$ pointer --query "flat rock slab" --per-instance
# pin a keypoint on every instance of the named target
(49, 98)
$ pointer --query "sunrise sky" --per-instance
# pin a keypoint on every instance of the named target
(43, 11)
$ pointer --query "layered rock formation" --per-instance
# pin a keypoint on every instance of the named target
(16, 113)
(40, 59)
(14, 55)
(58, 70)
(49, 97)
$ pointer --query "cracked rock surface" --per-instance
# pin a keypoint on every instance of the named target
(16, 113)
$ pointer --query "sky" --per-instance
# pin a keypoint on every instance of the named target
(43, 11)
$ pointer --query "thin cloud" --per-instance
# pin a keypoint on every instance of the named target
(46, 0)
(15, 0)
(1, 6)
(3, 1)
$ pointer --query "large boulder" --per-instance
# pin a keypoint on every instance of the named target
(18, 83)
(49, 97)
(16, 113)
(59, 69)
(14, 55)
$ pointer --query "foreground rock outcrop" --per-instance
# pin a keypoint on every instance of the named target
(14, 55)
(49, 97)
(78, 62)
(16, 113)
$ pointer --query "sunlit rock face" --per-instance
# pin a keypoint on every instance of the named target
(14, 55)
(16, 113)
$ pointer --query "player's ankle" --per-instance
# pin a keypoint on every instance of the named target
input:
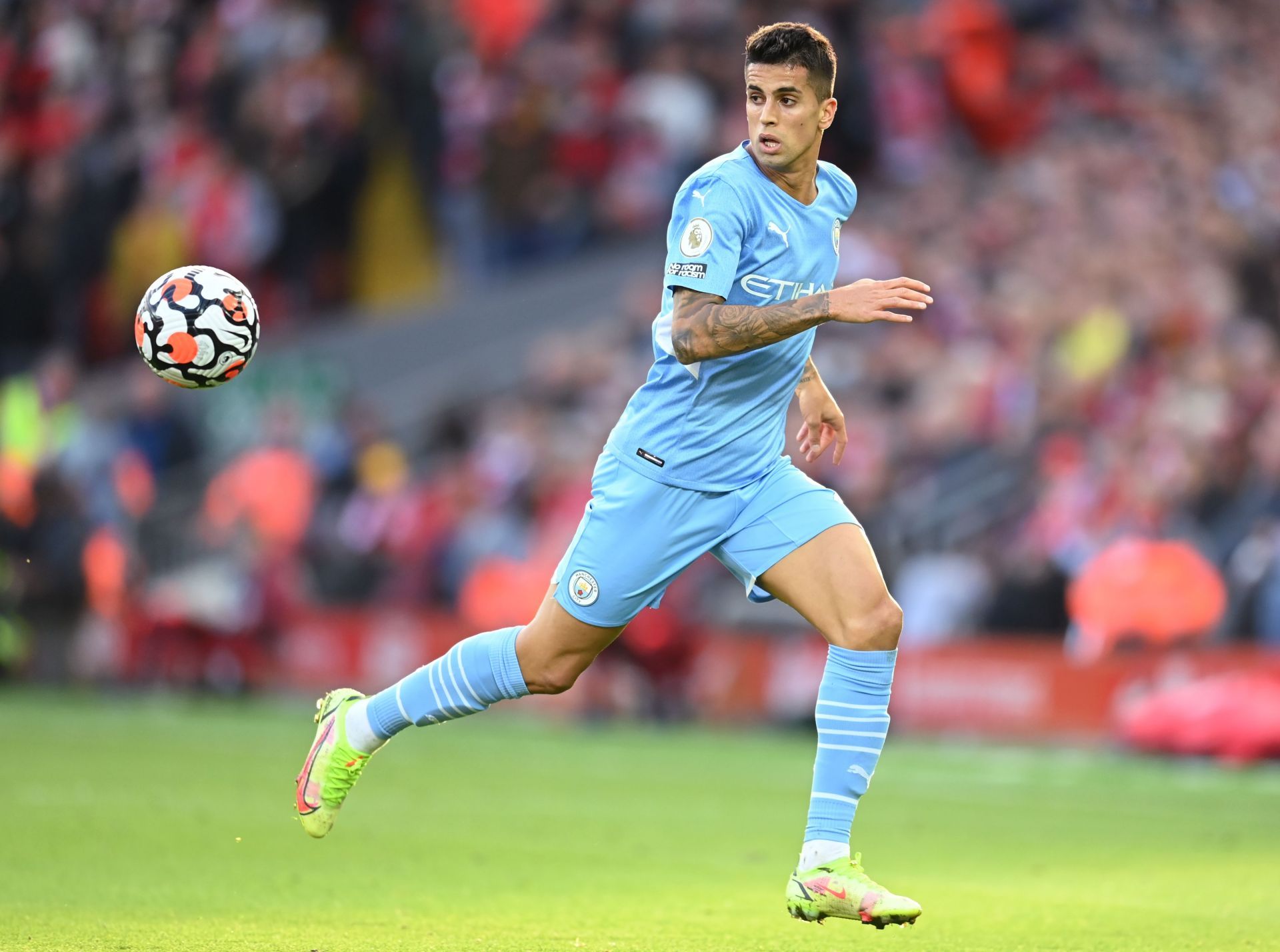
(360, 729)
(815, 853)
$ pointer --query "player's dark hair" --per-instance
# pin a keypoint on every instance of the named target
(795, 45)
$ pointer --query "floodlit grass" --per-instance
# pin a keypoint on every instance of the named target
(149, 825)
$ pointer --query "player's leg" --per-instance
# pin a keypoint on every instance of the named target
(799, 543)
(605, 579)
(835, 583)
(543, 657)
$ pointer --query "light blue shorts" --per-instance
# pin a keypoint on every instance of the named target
——
Copy out all the data without changing anything, and drop the pictures.

ANSWER FOR THE TASK.
$ pointer --query "flat rock slab" --per-instance
# pin a keypoint on every instance of the named target
(49, 98)
$ pointer --query "sunrise sky" --per-instance
# pin a keypoint on every instance of the named target
(43, 11)
$ pointer --query "layered rock formation" --per-instance
# pin a keypoint on every instance of the named target
(16, 113)
(40, 59)
(14, 55)
(58, 70)
(49, 97)
$ pointer --query "cracked rock surface" --per-instance
# pin a keypoint on every instance of the named target
(16, 113)
$ pointer --query "sky" --per-instance
# pin a keypoint on every instance of the named target
(43, 11)
$ pointer --query "thin cloud" --per-instance
# pin a keypoint on every instance of the named target
(46, 0)
(15, 0)
(1, 6)
(3, 1)
$ pointer --query "large boulder" --per-instance
# pin a keypoint on every instance of the named target
(18, 83)
(49, 97)
(16, 113)
(59, 69)
(14, 55)
$ pointer --query "foreground rock outcrop" --per-instance
# pin a keypoint on every instance of the named target
(14, 55)
(49, 97)
(78, 62)
(16, 113)
$ pointer --query "sunlit rock face" --per-instance
# pin a keypoint on every instance of the named target
(14, 55)
(16, 113)
$ pointer --query "player's ankle" --per-instance
# pin a keypoint on every instance of the named target
input:
(360, 729)
(815, 853)
$ pointer --query "player's dark hair" --per-instance
# pin a keypoint on every instance of the named target
(795, 45)
$ pointer --query "floodlit grass" --per-instance
# pin a keypoint on every instance of the named target
(149, 825)
$ pointer --query "player's leg" --per-instance
# pin a keypoint on every instance of the named target
(799, 543)
(605, 579)
(835, 583)
(543, 657)
$ pointer --query "light blue shorts" --per-instance
# pin a keypoint on every instance of the named target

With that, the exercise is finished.